» Задание 1: Какие два фактора, остановившие развитие русской православно-христианской образованности, называет Киреевский согласно фрагменту ниже?

» Фрагмент:

+ + + + + + +

Как мы видим, разрушение нравственно-духовных внутренних связей и введение на их место связей насильственно-внешних и формальных началось, как полагает теперь Киреевский, задолго до Петра. Развитие русской православно-христианской образованности было остановлено на полудороге задолго до петровского переворота. Он называет два фактора, приведшие к этому: «влияния чужих народностей» (1, 144) (то есть Византии и Литвы[12]) и «нравственные слабости и человеческие пороки» (1, 144), «вина» «внутреннего ослабления духовной жизни русского человека» (1, 182). Эта «внутренняя вина русского человека» содействовала в уклонении русского ума и быта к византийской наружности и формальности, потому что там, где отсутствует или ослабевает «внутреннее стремление к нравственной высоте и цельности», в уме человека остается только «наружность… формы» этого стремления (там же). Правильность жизнеустройства оказывается замещением и прикрытием отсутствия в ней внутренней, духовно-нравственной цельности, устав и этикет заменяют нравственный закон или служат критериями оценки следования этому закону. Совершенно понятно, что служат они мерилом правды не для всех, что остается среди приверженцев русской христианской «старины» немало исповедников прежнего цельного порядка жизни, устраиваемого из высшего и глубинного начала. Но дело в том, что эти приверженцы старого цельного быта почти неизбежно оказываются здесь частью вместо целого, партией, мнением, — и неизбежно же оказываются партией не при власти, оказываются в оппозиции преобладающему, государственно принятому византизму, — который при этом, в своем смысле, также понимает себя как партию старины и традиции – только другой традиции (мало того что иноземной, но принадлежащей к другому культурно-религиозному типу жизни). Это положение Киреевский фиксирует в словах: «старина разорвана была разномыслием». Эти слова относятся, следовательно, к противостоянию «нестяжателей» (сторонников культурно-религиозных идеалов преп.Нила Сорского) и «иосифлян» (сторонников преп.Иосифа Волоцкого)[13].

+ + + + + + +

» Листинг:
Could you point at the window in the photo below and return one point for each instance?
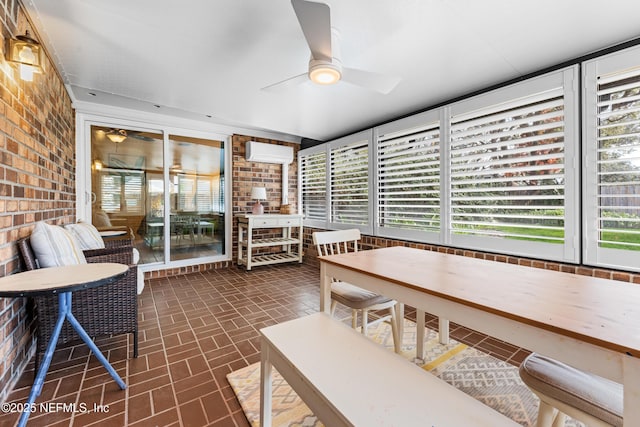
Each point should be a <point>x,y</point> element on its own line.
<point>494,172</point>
<point>612,168</point>
<point>408,180</point>
<point>513,176</point>
<point>313,186</point>
<point>349,182</point>
<point>116,187</point>
<point>194,194</point>
<point>508,170</point>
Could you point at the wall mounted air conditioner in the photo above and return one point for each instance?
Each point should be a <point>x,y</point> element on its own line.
<point>268,153</point>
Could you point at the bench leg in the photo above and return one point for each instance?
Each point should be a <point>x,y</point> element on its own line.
<point>265,387</point>
<point>420,328</point>
<point>443,330</point>
<point>365,322</point>
<point>397,341</point>
<point>548,416</point>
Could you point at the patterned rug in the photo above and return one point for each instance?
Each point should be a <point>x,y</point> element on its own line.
<point>487,379</point>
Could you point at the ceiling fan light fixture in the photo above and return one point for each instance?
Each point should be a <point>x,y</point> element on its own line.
<point>324,72</point>
<point>117,136</point>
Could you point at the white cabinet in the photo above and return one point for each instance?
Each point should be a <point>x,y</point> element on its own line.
<point>291,243</point>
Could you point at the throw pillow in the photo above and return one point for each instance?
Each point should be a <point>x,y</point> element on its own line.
<point>54,246</point>
<point>86,234</point>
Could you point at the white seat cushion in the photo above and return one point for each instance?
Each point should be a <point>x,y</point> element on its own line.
<point>54,246</point>
<point>86,234</point>
<point>354,296</point>
<point>587,392</point>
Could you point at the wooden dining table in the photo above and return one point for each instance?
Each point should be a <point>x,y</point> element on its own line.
<point>590,323</point>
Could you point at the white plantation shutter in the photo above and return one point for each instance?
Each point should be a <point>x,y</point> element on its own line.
<point>203,196</point>
<point>116,184</point>
<point>349,183</point>
<point>110,186</point>
<point>612,144</point>
<point>408,173</point>
<point>313,185</point>
<point>508,170</point>
<point>133,187</point>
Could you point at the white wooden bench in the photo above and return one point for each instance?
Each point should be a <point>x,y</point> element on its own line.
<point>348,380</point>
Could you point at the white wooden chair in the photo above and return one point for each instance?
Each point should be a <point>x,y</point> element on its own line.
<point>354,297</point>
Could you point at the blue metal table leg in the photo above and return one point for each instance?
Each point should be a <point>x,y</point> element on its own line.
<point>96,352</point>
<point>64,312</point>
<point>44,367</point>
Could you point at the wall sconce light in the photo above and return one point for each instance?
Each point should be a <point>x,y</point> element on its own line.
<point>27,52</point>
<point>117,136</point>
<point>257,194</point>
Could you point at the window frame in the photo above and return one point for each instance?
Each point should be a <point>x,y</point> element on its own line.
<point>569,251</point>
<point>357,138</point>
<point>405,126</point>
<point>593,254</point>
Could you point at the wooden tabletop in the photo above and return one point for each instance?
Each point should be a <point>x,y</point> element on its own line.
<point>58,279</point>
<point>599,311</point>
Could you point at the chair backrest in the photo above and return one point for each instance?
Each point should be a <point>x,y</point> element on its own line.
<point>28,256</point>
<point>336,242</point>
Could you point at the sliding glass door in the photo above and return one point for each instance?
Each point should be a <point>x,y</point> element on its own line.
<point>170,199</point>
<point>196,207</point>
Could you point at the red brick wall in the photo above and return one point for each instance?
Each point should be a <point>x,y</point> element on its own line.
<point>37,179</point>
<point>248,174</point>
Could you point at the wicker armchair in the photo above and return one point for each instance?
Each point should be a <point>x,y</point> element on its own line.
<point>106,310</point>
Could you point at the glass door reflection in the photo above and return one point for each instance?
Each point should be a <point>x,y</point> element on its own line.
<point>196,197</point>
<point>128,185</point>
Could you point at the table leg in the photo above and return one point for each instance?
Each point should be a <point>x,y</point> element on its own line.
<point>443,330</point>
<point>420,328</point>
<point>631,385</point>
<point>36,388</point>
<point>64,312</point>
<point>400,319</point>
<point>325,290</point>
<point>265,386</point>
<point>92,346</point>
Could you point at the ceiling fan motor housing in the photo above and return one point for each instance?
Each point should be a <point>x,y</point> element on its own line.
<point>325,72</point>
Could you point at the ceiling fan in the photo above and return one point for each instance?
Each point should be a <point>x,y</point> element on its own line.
<point>325,65</point>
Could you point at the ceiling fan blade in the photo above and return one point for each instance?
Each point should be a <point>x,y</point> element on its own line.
<point>370,80</point>
<point>285,84</point>
<point>315,21</point>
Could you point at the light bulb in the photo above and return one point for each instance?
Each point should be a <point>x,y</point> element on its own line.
<point>26,72</point>
<point>26,55</point>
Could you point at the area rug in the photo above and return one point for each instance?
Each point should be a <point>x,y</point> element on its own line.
<point>487,379</point>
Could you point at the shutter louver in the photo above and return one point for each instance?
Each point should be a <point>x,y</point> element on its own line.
<point>350,184</point>
<point>507,170</point>
<point>314,186</point>
<point>409,180</point>
<point>618,161</point>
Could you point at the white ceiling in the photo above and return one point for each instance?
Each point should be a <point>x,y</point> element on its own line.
<point>212,57</point>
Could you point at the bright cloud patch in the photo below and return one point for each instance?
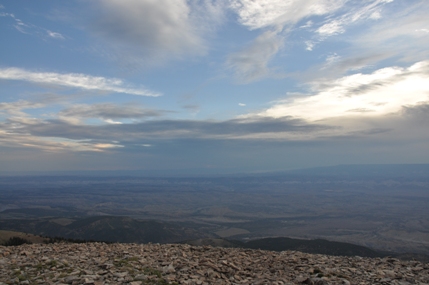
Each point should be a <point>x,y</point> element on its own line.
<point>382,92</point>
<point>265,13</point>
<point>76,80</point>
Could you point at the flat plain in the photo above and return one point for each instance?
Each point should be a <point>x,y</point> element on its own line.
<point>384,210</point>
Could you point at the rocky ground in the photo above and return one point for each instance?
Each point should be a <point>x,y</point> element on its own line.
<point>138,264</point>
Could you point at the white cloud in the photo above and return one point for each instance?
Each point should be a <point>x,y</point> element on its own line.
<point>16,108</point>
<point>252,62</point>
<point>309,45</point>
<point>383,92</point>
<point>74,80</point>
<point>151,30</point>
<point>330,29</point>
<point>278,13</point>
<point>55,35</point>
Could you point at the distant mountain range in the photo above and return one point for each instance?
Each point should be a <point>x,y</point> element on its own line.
<point>128,230</point>
<point>107,228</point>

+ + + + + + +

» Задание 2: Оформите в виде нумерованного списка участок листинга от строки, содержащей «Could you point at the glass», по строку, содержащую «<point>128,185</point>», включая обе; пустые строки пропустите.

» Решение 1: Влияния чужих народностей (то есть Византии и Литвы) и нравственные слабости и человеческие пороки.

» Решение 2:
1. Could you point at the glass door reflection in the photo above and return one point for each instance?
2. Each point should be a <point>x,y</point> element on its own line.
3. <point>196,197</point>
4. <point>128,185</point>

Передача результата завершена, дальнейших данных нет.